-------- THE RECORDS

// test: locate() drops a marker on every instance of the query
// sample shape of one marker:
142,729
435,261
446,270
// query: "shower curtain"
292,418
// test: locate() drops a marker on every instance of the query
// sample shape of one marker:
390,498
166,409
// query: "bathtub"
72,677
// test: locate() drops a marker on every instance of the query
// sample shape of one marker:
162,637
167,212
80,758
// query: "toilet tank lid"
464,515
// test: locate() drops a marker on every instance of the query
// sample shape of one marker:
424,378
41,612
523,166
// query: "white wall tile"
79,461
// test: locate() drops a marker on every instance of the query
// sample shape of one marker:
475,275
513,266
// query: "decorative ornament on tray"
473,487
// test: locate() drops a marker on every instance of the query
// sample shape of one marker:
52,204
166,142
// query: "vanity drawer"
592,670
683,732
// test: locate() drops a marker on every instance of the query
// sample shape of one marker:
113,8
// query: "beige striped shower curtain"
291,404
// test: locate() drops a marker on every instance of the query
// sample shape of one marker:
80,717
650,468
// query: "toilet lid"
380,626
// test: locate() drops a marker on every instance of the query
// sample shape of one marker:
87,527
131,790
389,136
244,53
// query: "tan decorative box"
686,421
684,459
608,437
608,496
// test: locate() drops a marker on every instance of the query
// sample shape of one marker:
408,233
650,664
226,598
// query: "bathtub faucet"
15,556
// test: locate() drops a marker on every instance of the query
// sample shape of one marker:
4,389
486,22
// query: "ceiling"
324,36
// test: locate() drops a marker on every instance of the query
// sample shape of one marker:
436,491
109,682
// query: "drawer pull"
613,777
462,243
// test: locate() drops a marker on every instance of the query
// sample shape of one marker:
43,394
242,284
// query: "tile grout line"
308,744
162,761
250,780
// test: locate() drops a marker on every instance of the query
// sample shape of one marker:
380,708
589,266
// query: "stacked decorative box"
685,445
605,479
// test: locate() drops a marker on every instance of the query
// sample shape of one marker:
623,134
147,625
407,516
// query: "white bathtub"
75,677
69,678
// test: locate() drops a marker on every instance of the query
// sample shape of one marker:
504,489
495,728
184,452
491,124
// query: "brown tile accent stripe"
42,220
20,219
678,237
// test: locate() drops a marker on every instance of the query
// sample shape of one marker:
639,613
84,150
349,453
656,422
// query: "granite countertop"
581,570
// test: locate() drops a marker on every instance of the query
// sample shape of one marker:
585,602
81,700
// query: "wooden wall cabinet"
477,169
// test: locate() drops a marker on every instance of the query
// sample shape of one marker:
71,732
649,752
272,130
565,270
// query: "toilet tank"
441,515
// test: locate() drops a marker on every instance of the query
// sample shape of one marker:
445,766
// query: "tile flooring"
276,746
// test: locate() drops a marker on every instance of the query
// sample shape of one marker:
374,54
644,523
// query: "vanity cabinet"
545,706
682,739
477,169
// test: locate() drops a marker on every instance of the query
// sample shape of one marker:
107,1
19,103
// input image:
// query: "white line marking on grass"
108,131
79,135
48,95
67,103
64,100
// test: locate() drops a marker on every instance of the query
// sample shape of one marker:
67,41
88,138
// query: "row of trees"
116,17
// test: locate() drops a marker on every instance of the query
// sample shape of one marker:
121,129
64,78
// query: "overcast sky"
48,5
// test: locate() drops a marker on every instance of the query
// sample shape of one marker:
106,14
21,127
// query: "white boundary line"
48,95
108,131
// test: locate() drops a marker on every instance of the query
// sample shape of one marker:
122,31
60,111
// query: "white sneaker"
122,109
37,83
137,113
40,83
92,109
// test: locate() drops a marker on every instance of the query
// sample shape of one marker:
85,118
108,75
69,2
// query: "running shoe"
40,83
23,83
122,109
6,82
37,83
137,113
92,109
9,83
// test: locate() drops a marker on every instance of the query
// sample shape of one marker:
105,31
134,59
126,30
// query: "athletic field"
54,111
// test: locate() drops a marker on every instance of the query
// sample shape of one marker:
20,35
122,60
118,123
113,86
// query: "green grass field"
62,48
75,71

----------------

> TASK TO CARRY OUT
List every line above that contains the string "grass". Case counts.

> TASK ANSWER
// query: "white line marking on grass"
// query: "green grass field"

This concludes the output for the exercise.